[[ Text shown, beginning ]]

Iowa golfers are part of a growing movement to make golf an official sport in the Paralympics.
The International Olympic Committee reinstated golf as an official Olympic sport for the 2016 games in Rio De Janerio. Golf had been an Olympic sport previously in just two Olympics, in 1900 and 1904.
Now, there 's a new movement underway to make golf an official sport for the paralympics, too.
The movement to make golf a paralympics sport is being led by the huge growth in adaptive golf programs across the country, including an Iowa program called Adaptive Golf Iowa.
Well known Cedar Valley amputee golfer, Steve Husome, started the non-profit Adaptive Golf Iowa through his Husome Strong Foundation, after losing his right leg in a motorcycle accident.
Husome says, “Adaptive Golf Iowa is a non-profit I started in the Waterloo-Cedar Falls area to introduce people to with disabilities to the game of golf, and to use golf as therapy to help overcome some of the challenges they have in their life.”
Cory Watson, President of the Iowa Amputee Golf Association says golf deserves to be a paralympic sport because of the skill of the players.
Plus, Watson says. “I'd love to see it. I'd love to play in it someday. The sport itself is really growing in the adaptive golf space.”
The world of adaptive golf has been growing rapidly now for several years, and its potential for growth is enormous. It's estimated there are between 60 and 80-million Americans living with a disability.

[[ Text shown, end ]]

• **What you are asked to do**
Can you rewrite the adaptive golf article from "The world of" up to and including "with a disability.", with "enormous" replaced by "immense"?

[[ Exercise data, beginning ]]

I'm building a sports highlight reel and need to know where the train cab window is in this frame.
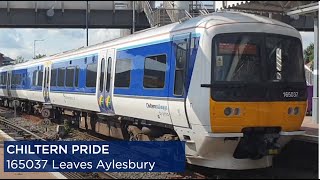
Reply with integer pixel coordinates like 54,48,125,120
74,66,80,87
66,67,75,87
114,59,132,88
32,70,38,86
37,70,43,86
58,68,66,87
50,69,57,86
143,54,167,88
174,40,188,96
86,63,98,87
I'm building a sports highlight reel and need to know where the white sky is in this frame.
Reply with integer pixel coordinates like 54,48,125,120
0,1,314,59
0,29,314,59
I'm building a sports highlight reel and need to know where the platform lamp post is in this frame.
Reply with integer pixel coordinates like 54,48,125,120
33,39,44,59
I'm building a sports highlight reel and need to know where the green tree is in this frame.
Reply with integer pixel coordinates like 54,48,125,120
33,54,47,59
15,56,25,64
303,43,314,64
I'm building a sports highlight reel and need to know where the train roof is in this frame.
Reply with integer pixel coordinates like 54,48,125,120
4,11,294,69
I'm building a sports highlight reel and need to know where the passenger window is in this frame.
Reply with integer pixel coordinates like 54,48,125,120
106,57,112,92
174,40,188,96
38,70,43,86
86,63,97,87
32,70,38,86
66,67,75,87
2,72,7,85
74,66,80,87
50,69,57,86
143,55,167,88
100,58,105,92
58,68,66,87
114,59,132,88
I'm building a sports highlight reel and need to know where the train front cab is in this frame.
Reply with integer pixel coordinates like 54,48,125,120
188,24,307,169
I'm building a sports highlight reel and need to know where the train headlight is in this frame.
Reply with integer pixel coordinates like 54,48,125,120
293,107,300,115
224,107,232,116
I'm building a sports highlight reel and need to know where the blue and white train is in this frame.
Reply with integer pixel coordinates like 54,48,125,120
0,12,307,169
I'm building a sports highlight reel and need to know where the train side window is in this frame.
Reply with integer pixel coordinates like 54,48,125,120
58,68,66,87
32,70,38,86
38,70,43,86
143,54,167,88
106,57,112,92
74,66,80,87
66,67,75,87
3,72,8,85
114,59,132,88
50,69,57,86
86,63,98,87
99,58,106,92
11,74,16,85
174,40,188,96
2,72,7,85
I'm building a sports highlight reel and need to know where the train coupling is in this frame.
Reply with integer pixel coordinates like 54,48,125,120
233,127,281,160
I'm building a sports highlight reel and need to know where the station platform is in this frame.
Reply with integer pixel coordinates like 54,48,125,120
0,130,67,179
295,116,319,143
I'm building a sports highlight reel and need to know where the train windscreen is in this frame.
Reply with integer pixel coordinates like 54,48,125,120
211,33,305,101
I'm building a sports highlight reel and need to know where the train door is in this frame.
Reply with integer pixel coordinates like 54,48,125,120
42,65,51,103
168,33,191,127
98,49,115,114
7,71,12,98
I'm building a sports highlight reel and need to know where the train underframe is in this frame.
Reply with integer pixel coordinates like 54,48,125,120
0,98,179,141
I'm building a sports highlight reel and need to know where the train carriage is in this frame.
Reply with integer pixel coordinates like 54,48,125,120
0,12,307,169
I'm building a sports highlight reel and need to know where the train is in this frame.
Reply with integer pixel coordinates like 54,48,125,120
0,12,307,170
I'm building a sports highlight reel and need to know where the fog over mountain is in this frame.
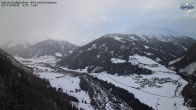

[[ Exercise data, end ]]

• **Task answer**
The world of adaptive golf has been growing rapidly now for several years, and its potential for growth is immense. It's estimated there are between 60 and 80-million Americans living with a disability.